Each entry must be output once more without any change.

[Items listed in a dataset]
==========

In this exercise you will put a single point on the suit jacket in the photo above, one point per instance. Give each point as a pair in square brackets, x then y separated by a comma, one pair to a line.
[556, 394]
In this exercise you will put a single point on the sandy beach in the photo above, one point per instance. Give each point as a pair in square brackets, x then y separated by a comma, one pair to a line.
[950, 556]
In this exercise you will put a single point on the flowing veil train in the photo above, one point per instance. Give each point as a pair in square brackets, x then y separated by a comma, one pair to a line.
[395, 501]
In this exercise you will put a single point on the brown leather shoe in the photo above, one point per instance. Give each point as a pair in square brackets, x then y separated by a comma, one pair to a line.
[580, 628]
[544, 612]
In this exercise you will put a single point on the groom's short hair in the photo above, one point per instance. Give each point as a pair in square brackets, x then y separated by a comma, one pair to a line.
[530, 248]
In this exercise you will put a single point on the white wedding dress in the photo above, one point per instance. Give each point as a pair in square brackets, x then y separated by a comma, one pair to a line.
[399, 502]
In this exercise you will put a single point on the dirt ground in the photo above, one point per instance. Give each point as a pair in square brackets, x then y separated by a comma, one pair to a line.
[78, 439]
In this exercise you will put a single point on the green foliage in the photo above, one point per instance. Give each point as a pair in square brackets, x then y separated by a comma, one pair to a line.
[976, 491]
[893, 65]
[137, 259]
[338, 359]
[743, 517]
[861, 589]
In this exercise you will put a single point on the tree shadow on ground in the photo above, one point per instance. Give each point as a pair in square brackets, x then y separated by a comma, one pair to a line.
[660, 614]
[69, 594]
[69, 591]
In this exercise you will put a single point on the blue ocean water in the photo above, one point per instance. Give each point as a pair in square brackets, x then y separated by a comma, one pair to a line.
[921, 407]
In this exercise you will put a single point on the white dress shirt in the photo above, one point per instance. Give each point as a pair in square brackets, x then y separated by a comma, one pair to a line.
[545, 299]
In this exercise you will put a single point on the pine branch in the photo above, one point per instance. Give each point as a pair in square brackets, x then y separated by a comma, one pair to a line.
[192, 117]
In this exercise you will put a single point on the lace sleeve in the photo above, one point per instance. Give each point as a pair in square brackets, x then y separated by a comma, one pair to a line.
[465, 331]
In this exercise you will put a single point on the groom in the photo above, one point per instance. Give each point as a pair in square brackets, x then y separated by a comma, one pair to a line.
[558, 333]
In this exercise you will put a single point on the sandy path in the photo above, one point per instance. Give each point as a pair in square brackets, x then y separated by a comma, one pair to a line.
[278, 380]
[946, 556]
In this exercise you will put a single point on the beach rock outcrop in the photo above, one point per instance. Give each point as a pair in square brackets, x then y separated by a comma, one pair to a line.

==========

__Written response__:
In this exercise you will put a single point on the suit jacket in the photo above, one point per instance. Give each point as a pair in square brackets, x then y separated by a comma, one pair to a line.
[556, 394]
In this exercise you will put a single point on the sandy beach in the photo above, one point per instance. Give each point as a pair in square brackets, x then y separated by a comma, one pair to a line.
[950, 556]
In this exercise you will put a single point on the flowing veil train in the photo above, one point per instance. Give each point as a pair in square brackets, x then y separated by a comma, one pair to a line.
[395, 501]
In this exercise you will put a single point on the brown leather shoe in the photo above, one point per instance. Give each point as a pair in square brackets, x then y separated by a comma, one pair to a line.
[580, 628]
[544, 612]
In this exercise you will put a single point on the groom's short hair in the photo above, one point per instance. Give each point as a pair in square brackets, x then y separated by a comma, one pair to a line.
[530, 248]
In this exercise you will put a single point on the white wedding dress in the photo above, one point per instance. Give each point as a pair in square brackets, x then y separated by a comma, one pair to a line.
[399, 502]
In this exercise you will put a single point on the dirt ground in the photo above, one point per instance. Give each point as a pair in square brackets, x then y separated by a comma, one pair to a line.
[78, 439]
In this exercise you will put a single point on the green foliage in the photo above, one point per instance. Give each point as a pair in square brackets, x then y separated by a comma, one pair to a line.
[976, 491]
[893, 65]
[137, 259]
[338, 359]
[743, 517]
[861, 589]
In this exercise you will put a single point on the tree shadow on ground in the photo above, one point per instance. Give each point as a pair in square brackets, x then y separated by a comma, one pair to a line.
[660, 614]
[69, 594]
[69, 591]
In this exercise you will put a single point on the blue ocean water in the photo above, one point per instance. Give each point as a pair in square brackets, x then y separated by a comma, one pair to a line.
[921, 407]
In this exercise you will put a single point on the white dress shirt in the photo above, one point per instance. Give each point as a pair in square brackets, x then y separated by a comma, one pair to a line.
[545, 299]
In this exercise you will put a single point on the pine branch in the photo above, one point per instance. Give each point as a pair in square brackets, x then y separated by a comma, one pair to a line.
[192, 117]
In this exercise you will put a single point on the lace sleeve in the photo above, one point per instance. Give each point as a pair in square brackets, x then y separated by a comma, one pair to a line.
[465, 331]
In this exercise you will put a single point on the groom in the photo above, one point per instance. Give each point as a pair in square brackets, x then y separated by a comma, one pair to a line.
[558, 333]
In this exercise you will put a single point on the sandy path in the photo above, one point per instance. Give each point as a pair in square brackets, x then y separated by a comma, one pair to a line.
[278, 380]
[946, 556]
In this exercise you will put a single point on the beach rock outcrop in the photo above, one point per instance. Give each point as a pair in square brackets, x then y separated by a comma, one pair to a line.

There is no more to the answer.